▶ [EXTRAIT DE PAGE]:

************

Et vous avez une recette magique là-dessus ?
- "Non, mais nous avons beaucoup travaillé. Nous avons regardé tout ce qui se passait à l'étranger, et nous avons élaboré une architecture nouvelle, concernant aussi bien l'assurance vieillesse de base que l'assurance maladie."
Pouvez-vous nous dévoiler un petit peu cette architecture ?
- "C'est clair : il faut toujours clarifier les responsabilités. Donc, dans cette nouvelle architecture, on précise clairement ce qui relève de l'Etat. L'Etat a en charge ce qu'on appelle les priorités de la santé publique, qu'il ne définit pas d'ailleurs à l'heure actuelle. Nous souhaitons qu'il le fasse. L'Etat a en charge bien entendu le financement socialisé, et l'Etat a en charge la définition de ce qu'on appelle le "panier de soins", selon le jargon, cela veut dire tous les soins auxquels tout Français doit avoir accès, compte tenu encore une fois de l'impératif d'universalité de la couverture de la Sécurité sociale. Mais le rôle de l'Etat, bien entendu, doit s'arrêter là. Il n'y a aucune raison, à l'heure actuelle, qu'il se mêle de tout, aussi bien du recrutement des infirmières que du prix des médicaments, que du nombre de spécialistes, que de l'organisation des caisses, que sais-je encore. C'est bien la confusion des responsabilités, entre ce qui relève à l'heure actuelle des uns et des autres, que gît une partie du problème. Nous souhaitons cette grande clarification des responsabilités."
Parlons du chômage. Il a augmenté de 0,5 % en août. Il atteint maintenant 9 %. La ministre de l'Emploi estime qu'il y a en quelque sorte une stabilisation, mais on voit bien y compris que le Gouvernement est inquiet. Quel est votre sentiment ? Est-ce que cela va durer, le chômage va-t-il augmenter ?
- "Il n'y a aucune raison, pour le moment, que la conjoncture française se retourne. Je n'en vois pas."
Se retourne positivement, vous voulez dire ?

************

▶ [EXTRAITS DE DONNÉES]:
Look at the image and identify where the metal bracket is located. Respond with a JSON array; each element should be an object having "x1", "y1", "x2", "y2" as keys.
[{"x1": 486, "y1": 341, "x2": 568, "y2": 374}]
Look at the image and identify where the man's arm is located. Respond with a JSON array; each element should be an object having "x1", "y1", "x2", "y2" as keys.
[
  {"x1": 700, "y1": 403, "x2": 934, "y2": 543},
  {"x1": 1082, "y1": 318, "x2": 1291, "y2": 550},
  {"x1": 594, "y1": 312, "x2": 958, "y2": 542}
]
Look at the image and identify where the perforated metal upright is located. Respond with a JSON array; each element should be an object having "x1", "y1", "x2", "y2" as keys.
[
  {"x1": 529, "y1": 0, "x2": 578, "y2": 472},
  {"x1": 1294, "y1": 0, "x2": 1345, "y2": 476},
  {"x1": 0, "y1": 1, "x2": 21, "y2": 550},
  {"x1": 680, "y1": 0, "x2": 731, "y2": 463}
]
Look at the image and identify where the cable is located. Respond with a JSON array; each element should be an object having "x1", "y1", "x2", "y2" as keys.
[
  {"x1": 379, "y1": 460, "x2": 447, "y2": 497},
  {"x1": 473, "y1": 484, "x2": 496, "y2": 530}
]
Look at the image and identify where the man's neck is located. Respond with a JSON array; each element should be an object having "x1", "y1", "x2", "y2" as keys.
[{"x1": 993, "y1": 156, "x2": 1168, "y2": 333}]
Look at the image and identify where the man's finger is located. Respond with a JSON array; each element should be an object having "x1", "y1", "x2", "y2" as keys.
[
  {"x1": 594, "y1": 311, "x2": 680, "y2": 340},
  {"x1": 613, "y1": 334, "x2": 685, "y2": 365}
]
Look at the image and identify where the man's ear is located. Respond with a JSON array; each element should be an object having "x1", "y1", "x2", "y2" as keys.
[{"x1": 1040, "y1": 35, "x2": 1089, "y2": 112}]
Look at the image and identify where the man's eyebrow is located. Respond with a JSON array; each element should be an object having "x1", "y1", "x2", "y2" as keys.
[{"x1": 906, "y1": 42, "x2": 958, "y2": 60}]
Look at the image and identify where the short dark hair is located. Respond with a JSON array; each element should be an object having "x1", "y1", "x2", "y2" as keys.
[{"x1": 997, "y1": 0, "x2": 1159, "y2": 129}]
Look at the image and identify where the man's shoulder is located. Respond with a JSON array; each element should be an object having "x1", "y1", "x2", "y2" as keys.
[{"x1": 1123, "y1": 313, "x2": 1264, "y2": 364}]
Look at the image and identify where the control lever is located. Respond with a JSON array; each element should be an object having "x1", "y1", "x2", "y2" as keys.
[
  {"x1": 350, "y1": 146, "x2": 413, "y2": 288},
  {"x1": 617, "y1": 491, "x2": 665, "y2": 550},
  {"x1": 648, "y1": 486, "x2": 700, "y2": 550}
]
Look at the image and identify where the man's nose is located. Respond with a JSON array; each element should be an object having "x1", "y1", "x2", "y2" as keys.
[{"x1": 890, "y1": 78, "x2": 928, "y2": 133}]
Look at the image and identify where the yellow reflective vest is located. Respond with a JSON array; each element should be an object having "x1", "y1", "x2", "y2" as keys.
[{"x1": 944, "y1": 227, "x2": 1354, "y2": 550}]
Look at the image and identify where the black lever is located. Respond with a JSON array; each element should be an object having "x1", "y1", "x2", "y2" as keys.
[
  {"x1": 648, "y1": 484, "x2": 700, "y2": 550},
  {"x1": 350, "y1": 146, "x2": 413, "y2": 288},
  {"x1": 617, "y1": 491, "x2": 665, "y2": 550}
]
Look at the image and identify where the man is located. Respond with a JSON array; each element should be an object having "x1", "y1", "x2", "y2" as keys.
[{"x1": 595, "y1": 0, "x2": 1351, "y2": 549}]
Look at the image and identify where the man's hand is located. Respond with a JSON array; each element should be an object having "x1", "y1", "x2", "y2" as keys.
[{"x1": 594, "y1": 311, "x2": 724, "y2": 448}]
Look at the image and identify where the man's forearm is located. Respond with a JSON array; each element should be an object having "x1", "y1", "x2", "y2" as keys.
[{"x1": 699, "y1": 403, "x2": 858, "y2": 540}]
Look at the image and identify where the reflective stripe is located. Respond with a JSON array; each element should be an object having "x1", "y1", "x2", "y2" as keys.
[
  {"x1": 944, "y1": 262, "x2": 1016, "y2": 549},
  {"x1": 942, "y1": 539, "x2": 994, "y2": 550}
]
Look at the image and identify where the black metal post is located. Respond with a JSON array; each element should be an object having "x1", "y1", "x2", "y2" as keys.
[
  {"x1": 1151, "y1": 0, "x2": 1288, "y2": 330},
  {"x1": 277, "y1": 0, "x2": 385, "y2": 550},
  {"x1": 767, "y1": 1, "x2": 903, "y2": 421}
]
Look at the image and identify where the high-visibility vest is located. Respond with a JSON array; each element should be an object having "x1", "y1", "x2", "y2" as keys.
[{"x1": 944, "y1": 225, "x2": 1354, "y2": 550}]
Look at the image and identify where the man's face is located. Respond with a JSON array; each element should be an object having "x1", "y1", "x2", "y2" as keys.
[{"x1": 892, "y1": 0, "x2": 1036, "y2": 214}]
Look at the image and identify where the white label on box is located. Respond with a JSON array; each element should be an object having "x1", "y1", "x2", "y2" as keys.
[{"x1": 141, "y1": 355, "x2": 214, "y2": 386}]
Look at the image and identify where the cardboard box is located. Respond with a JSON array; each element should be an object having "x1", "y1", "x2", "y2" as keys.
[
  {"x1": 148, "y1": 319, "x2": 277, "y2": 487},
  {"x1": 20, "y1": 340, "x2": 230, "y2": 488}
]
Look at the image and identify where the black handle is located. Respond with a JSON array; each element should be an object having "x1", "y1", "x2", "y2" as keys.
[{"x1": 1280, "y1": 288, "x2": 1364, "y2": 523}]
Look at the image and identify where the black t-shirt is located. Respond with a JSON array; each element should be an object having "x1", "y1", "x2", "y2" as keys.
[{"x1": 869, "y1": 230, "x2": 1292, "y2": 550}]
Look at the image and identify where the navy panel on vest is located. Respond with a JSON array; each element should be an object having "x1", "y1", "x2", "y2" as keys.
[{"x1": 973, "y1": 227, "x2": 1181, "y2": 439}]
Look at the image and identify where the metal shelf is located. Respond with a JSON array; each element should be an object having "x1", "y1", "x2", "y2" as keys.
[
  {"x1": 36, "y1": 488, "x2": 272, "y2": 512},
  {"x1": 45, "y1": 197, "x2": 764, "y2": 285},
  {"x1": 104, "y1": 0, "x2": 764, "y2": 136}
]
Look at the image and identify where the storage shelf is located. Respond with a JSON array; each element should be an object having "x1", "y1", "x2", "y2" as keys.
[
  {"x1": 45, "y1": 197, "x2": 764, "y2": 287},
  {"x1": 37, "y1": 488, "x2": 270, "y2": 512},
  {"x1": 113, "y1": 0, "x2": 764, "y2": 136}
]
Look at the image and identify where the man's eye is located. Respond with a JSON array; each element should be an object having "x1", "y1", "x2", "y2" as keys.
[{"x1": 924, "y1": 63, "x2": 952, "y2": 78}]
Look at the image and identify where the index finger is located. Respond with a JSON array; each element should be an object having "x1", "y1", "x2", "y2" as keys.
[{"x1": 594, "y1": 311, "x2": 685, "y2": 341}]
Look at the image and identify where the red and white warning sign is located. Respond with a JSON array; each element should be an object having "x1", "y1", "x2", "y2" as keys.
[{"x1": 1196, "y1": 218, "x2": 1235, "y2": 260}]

************

▶ [CONSIGNE]:
Recopiez l'extrait d'entretien ci-dessus dans son intégralité, sans la moindre modification.

▶ [RÉPONSE]:
Et vous avez une recette magique là-dessus ?
- "Non, mais nous avons beaucoup travaillé. Nous avons regardé tout ce qui se passait à l'étranger, et nous avons élaboré une architecture nouvelle, concernant aussi bien l'assurance vieillesse de base que l'assurance maladie."
Pouvez-vous nous dévoiler un petit peu cette architecture ?
- "C'est clair : il faut toujours clarifier les responsabilités. Donc, dans cette nouvelle architecture, on précise clairement ce qui relève de l'Etat. L'Etat a en charge ce qu'on appelle les priorités de la santé publique, qu'il ne définit pas d'ailleurs à l'heure actuelle. Nous souhaitons qu'il le fasse. L'Etat a en charge bien entendu le financement socialisé, et l'Etat a en charge la définition de ce qu'on appelle le "panier de soins", selon le jargon, cela veut dire tous les soins auxquels tout Français doit avoir accès, compte tenu encore une fois de l'impératif d'universalité de la couverture de la Sécurité sociale. Mais le rôle de l'Etat, bien entendu, doit s'arrêter là. Il n'y a aucune raison, à l'heure actuelle, qu'il se mêle de tout, aussi bien du recrutement des infirmières que du prix des médicaments, que du nombre de spécialistes, que de l'organisation des caisses, que sais-je encore. C'est bien la confusion des responsabilités, entre ce qui relève à l'heure actuelle des uns et des autres, que gît une partie du problème. Nous souhaitons cette grande clarification des responsabilités."
Parlons du chômage. Il a augmenté de 0,5 % en août. Il atteint maintenant 9 %. La ministre de l'Emploi estime qu'il y a en quelque sorte une stabilisation, mais on voit bien y compris que le Gouvernement est inquiet. Quel est votre sentiment ? Est-ce que cela va durer, le chômage va-t-il augmenter ?
- "Il n'y a aucune raison, pour le moment, que la conjoncture française se retourne. Je n'en vois pas."
Se retourne positivement, vous voulez dire ?